------ Records for this exercise ------

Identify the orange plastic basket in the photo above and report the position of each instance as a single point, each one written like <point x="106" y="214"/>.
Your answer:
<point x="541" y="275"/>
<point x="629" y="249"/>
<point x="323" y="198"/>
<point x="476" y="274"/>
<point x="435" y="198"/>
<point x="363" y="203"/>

------

- What is asked -
Reproduce the entries above verbatim, every line of each included.

- Task solution -
Identify the orange plastic basket in the photo above and report the position of each instance as a single point, each one written like <point x="106" y="214"/>.
Your answer:
<point x="541" y="275"/>
<point x="629" y="249"/>
<point x="323" y="198"/>
<point x="476" y="274"/>
<point x="435" y="198"/>
<point x="363" y="203"/>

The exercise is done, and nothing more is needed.